**Written request**
Edit the listing from its start through the line containing "198), (768, 128)]" by replacing "tiled roof edge" with "clay roof edge". Leave everything else unchanged.

Data items:

···

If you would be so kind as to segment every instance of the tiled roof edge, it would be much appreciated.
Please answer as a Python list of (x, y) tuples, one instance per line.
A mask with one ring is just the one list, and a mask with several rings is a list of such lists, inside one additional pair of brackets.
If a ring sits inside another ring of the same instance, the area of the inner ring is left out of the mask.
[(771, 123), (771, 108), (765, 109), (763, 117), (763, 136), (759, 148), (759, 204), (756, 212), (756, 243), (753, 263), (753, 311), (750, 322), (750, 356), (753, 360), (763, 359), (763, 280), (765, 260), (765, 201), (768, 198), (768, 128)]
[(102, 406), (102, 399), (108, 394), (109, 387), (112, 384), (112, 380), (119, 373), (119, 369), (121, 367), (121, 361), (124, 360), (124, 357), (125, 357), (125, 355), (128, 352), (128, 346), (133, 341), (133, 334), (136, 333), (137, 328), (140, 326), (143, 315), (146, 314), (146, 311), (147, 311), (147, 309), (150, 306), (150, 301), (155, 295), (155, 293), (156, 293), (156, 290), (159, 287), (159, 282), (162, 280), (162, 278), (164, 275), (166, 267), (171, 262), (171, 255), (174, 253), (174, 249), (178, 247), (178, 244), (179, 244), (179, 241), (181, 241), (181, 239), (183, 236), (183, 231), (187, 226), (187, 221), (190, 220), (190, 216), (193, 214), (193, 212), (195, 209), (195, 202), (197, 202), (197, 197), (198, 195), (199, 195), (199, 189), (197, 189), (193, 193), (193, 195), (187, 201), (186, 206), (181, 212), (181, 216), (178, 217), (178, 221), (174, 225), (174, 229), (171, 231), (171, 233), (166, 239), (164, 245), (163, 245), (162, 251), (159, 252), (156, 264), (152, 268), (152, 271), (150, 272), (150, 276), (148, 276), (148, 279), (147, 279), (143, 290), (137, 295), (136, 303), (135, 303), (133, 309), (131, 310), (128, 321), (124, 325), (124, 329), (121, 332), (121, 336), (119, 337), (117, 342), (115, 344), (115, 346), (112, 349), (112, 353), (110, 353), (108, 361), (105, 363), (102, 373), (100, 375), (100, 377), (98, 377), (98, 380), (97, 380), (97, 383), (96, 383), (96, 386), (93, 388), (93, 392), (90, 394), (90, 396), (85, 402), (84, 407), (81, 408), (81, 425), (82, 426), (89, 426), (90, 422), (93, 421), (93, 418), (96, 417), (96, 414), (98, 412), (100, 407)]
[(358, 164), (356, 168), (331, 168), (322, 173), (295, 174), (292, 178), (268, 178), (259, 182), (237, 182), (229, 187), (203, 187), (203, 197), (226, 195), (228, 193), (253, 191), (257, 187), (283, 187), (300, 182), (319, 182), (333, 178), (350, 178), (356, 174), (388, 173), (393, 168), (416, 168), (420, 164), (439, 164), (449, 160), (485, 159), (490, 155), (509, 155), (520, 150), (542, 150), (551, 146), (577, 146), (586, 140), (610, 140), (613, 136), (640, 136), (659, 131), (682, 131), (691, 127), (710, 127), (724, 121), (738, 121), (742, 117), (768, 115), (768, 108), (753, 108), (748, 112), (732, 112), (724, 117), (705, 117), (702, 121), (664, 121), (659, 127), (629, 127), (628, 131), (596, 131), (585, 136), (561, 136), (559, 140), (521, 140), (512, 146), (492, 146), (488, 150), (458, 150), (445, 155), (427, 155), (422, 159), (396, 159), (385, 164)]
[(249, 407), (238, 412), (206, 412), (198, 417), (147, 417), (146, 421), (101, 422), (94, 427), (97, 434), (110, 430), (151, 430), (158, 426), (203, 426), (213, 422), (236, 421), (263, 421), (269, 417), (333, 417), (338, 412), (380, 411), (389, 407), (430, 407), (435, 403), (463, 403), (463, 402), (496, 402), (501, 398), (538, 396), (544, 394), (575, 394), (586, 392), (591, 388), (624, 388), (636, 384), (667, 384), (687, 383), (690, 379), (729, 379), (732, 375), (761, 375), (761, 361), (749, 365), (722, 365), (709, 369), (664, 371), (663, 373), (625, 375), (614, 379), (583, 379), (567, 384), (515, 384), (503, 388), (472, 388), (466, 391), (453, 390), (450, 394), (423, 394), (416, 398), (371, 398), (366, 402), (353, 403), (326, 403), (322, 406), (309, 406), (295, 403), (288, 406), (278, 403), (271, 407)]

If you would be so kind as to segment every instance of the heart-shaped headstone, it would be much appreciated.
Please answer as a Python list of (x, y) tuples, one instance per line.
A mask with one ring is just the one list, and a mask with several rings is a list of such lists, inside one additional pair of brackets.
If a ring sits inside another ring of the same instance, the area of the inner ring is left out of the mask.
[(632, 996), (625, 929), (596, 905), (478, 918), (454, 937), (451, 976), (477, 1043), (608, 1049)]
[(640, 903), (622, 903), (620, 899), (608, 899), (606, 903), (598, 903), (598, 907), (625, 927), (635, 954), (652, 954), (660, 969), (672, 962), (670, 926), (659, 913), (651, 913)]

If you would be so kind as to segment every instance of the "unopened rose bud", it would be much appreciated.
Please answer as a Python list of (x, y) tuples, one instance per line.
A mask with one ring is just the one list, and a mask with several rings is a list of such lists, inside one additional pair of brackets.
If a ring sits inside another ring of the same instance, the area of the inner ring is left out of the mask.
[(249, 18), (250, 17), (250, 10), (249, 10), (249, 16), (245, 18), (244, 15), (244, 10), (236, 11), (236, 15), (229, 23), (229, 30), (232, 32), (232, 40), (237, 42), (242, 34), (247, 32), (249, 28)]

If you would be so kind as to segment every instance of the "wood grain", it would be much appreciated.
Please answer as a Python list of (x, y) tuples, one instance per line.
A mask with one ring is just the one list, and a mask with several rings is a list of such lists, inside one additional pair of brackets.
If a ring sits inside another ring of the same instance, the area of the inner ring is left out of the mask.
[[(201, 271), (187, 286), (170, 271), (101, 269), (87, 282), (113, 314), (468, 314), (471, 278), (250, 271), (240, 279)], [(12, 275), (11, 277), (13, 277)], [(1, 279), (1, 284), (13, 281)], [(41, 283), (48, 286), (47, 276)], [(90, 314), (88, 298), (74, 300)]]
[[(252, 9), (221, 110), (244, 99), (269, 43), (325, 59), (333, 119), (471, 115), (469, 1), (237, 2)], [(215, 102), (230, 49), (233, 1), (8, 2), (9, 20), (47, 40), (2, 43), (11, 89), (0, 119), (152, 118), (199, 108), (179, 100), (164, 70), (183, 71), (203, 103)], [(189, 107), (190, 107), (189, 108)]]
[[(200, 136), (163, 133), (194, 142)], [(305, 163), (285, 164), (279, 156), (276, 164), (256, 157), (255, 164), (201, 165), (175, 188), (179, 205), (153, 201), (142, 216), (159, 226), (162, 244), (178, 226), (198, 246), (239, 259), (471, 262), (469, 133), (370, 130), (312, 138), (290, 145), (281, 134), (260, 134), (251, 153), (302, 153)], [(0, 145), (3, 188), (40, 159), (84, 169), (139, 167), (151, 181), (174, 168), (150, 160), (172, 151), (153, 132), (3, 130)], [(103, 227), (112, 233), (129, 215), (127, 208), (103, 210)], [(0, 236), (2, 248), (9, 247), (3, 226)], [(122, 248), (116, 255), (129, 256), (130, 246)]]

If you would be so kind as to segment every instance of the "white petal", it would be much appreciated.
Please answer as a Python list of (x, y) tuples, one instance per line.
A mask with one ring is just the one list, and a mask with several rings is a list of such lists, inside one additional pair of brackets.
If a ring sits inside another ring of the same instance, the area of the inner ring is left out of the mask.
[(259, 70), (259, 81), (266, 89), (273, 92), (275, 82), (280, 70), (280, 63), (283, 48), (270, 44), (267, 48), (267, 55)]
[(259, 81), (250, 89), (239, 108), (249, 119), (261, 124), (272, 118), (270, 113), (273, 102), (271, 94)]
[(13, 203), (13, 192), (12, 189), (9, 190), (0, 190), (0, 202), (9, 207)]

···

**Solution to the problem**
If you would be so kind as to segment every instance of the clay roof edge, it would be much appreciated.
Please answer as a Python list of (x, y) tuples, one instance per line.
A mask with one ring is just the one list, and a mask with several rings is a list of such lists, inside one additional pair of brackets.
If a ring sits inside another ring of the same instance, the area of the inner ring is left out of the mask.
[(771, 123), (771, 108), (765, 109), (763, 117), (763, 136), (759, 148), (759, 204), (756, 212), (756, 243), (753, 263), (753, 311), (750, 322), (750, 356), (753, 360), (763, 359), (763, 280), (765, 260), (765, 201), (768, 198), (768, 128)]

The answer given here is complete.